══ 課題データ

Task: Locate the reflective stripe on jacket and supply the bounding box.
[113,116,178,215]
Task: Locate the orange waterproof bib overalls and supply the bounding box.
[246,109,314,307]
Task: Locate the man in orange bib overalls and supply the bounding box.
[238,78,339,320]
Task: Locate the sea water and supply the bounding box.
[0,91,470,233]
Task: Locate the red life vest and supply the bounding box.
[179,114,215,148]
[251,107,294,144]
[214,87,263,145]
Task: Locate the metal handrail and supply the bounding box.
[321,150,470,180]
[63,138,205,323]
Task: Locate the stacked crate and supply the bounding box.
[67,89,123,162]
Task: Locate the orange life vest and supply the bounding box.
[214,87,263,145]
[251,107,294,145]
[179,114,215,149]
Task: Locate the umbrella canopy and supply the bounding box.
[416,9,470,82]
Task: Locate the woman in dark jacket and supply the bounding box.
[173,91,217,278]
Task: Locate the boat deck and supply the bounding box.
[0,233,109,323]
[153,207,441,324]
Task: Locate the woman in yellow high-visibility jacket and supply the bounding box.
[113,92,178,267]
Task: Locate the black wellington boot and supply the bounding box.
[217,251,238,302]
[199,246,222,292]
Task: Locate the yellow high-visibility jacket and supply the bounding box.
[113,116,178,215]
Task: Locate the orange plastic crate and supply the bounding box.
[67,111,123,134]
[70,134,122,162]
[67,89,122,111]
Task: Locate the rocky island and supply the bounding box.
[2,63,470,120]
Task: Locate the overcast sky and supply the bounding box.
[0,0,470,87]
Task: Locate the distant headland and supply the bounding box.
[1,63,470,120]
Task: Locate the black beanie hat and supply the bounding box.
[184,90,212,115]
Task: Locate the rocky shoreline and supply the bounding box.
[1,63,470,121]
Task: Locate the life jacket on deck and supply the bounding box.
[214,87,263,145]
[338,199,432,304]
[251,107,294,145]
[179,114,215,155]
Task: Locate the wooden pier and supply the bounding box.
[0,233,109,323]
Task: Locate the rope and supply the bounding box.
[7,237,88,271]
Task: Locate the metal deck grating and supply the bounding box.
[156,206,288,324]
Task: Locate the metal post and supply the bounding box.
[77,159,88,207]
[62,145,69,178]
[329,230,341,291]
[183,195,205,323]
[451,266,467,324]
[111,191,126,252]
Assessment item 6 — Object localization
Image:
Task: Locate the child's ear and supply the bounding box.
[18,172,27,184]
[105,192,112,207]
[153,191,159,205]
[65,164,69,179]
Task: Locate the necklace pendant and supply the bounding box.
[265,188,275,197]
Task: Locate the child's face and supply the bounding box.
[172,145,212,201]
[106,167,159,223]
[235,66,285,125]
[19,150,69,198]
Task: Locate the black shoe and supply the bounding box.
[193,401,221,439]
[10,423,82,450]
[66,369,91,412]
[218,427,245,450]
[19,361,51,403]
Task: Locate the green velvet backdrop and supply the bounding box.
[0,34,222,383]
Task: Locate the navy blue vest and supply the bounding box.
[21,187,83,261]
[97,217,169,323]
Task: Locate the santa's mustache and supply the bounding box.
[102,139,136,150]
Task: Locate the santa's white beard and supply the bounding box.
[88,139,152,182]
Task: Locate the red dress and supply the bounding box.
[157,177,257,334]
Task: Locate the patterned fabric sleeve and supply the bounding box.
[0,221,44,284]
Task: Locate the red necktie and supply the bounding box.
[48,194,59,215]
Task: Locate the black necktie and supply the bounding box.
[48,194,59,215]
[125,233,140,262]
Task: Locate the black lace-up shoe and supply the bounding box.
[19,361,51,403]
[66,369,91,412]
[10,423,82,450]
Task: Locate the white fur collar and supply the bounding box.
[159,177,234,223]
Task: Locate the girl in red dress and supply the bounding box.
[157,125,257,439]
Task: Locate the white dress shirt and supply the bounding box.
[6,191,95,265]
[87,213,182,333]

════

■ **課題の説明**
データ全体で「supply」を「provide」に変え、それ以外は一切変えずに全行を書き直せ。

■ **解答**
Task: Locate the reflective stripe on jacket and provide the bounding box.
[113,116,178,215]
Task: Locate the orange waterproof bib overalls and provide the bounding box.
[246,109,314,307]
Task: Locate the man in orange bib overalls and provide the bounding box.
[238,78,339,320]
Task: Locate the sea water and provide the bounding box.
[0,91,470,233]
Task: Locate the red life vest and provide the bounding box.
[179,114,215,148]
[251,107,294,144]
[214,87,263,145]
Task: Locate the metal handrail and provide the bounding box.
[321,150,470,180]
[63,138,205,323]
Task: Locate the stacked crate and provide the bounding box.
[67,89,123,162]
Task: Locate the orange life vest and provide the bounding box.
[214,87,263,145]
[251,107,294,145]
[179,114,215,149]
Task: Locate the umbrella canopy and provide the bounding box.
[416,9,470,82]
Task: Locate the woman in dark jacket and provide the bounding box.
[173,91,217,278]
Task: Locate the boat deck and provide the bounding box.
[0,233,109,323]
[153,207,441,324]
Task: Locate the woman in yellow high-visibility jacket and provide the bounding box.
[113,92,178,267]
Task: Locate the black wellington boot and provide the bounding box.
[217,251,238,302]
[199,246,222,292]
Task: Locate the yellow high-visibility jacket and provide the bounding box.
[113,116,178,215]
Task: Locate the orange plastic crate and provide the bounding box.
[67,111,123,134]
[70,134,122,162]
[67,89,122,111]
Task: Locate the rocky island and provide the bounding box.
[2,63,470,120]
Task: Locate the overcast sky and provide the bounding box.
[0,0,470,87]
Task: Locate the distant headland and provide the bounding box.
[1,63,470,120]
Task: Locate the black beanie hat and provide the bounding box.
[184,90,212,115]
Task: Locate the rocky shoreline and provide the bounding box.
[1,63,470,121]
Task: Locate the life jacket on deck and provide the bounding box.
[214,87,263,145]
[338,199,432,304]
[251,107,294,145]
[179,114,215,155]
Task: Locate the wooden pier and provide the bounding box.
[0,233,109,323]
Task: Locate the rope and provide the bounding box.
[7,237,88,271]
Task: Locate the metal deck grating and provide the bounding box.
[156,206,288,324]
Task: Locate the metal post and provide the bounding box.
[77,159,88,207]
[62,145,69,178]
[329,230,341,291]
[183,195,205,323]
[451,266,467,324]
[111,191,126,252]
Assessment item 6 — Object localization
Image:
Task: Locate the child's ear and provide the bounding box.
[18,172,27,184]
[105,192,112,207]
[153,191,159,205]
[65,164,69,179]
Task: Locate the necklace pendant and provide the bounding box.
[265,188,275,197]
Task: Locate the child's face and provide the bounding box.
[172,145,212,201]
[106,167,159,223]
[235,66,285,125]
[19,150,69,198]
Task: Locate the black shoe and provide the bounding box.
[193,401,221,439]
[10,423,82,450]
[66,369,91,412]
[218,427,245,450]
[19,361,51,403]
Task: Locate the green velvet backdrop and provide the bounding box.
[0,34,222,383]
Task: Locate the navy blue vest and provide the bounding box.
[21,187,83,261]
[97,217,169,323]
Task: Locate the santa's mustache and provide the bounding box.
[102,139,136,150]
Task: Locate the santa's white beard and provide the bounding box.
[88,139,152,182]
Task: Locate the red dress and provide the bounding box.
[157,177,257,334]
Task: Locate the patterned fabric sleeve and provide the bounding box.
[0,221,44,284]
Task: Locate the red necktie and provide the bounding box.
[48,194,59,215]
Task: Locate the black necktie and provide the bounding box.
[48,194,59,215]
[125,233,140,262]
Task: Locate the black lace-up shoe and provide the bounding box.
[19,361,51,403]
[66,369,91,412]
[10,423,82,450]
Task: Locate the white fur collar and provide the bounding box.
[159,177,234,223]
Task: Locate the girl in red dress and provide the bounding box.
[157,125,257,439]
Task: Locate the white dress shirt and provide the bounding box.
[6,191,95,265]
[87,213,182,333]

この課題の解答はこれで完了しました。